GOAL OF THE EXERCISE: Tally the lines below containing the word "white" and give that total alone.
-------------------------
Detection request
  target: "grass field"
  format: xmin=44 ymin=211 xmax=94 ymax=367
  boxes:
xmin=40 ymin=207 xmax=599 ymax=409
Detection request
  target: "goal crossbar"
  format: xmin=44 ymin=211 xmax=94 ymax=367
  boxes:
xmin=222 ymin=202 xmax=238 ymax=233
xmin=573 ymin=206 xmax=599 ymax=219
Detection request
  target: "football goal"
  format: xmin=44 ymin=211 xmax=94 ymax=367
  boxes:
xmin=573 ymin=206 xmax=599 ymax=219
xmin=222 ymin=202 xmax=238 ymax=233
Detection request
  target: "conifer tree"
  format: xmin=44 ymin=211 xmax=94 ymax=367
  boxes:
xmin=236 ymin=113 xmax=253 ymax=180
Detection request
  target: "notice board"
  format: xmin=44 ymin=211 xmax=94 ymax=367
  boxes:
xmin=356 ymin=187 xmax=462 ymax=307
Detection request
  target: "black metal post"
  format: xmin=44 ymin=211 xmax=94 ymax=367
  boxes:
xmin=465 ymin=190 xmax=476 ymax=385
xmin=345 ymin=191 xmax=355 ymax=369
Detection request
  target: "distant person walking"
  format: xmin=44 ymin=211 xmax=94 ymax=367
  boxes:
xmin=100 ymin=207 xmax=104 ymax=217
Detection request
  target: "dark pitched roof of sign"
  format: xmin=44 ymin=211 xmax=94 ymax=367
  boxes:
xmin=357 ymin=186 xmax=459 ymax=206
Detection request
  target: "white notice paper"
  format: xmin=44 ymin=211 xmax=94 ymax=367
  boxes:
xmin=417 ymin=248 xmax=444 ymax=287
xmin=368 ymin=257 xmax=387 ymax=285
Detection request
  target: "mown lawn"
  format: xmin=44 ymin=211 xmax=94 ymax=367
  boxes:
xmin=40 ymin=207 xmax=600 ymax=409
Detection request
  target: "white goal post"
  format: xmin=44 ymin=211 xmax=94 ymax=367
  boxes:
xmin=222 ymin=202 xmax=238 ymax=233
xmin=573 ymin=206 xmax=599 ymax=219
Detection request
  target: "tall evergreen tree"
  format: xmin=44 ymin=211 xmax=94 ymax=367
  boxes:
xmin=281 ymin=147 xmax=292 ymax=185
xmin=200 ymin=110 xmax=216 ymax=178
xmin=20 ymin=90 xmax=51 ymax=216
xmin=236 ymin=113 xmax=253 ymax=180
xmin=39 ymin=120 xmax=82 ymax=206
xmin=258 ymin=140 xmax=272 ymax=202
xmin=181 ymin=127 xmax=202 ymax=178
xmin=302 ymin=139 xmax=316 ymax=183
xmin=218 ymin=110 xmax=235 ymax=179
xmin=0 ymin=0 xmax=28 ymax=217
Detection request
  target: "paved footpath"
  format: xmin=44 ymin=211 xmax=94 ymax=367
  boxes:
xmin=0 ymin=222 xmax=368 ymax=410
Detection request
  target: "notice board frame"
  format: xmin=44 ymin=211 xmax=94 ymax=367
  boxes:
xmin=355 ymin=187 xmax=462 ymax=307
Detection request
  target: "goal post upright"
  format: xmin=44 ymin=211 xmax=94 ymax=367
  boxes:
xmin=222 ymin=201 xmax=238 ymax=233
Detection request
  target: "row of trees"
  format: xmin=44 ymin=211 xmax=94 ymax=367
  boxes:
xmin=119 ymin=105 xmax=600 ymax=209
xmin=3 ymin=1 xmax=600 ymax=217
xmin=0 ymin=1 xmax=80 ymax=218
-------------------------
RESPONSE FOR THIS EXERCISE: 2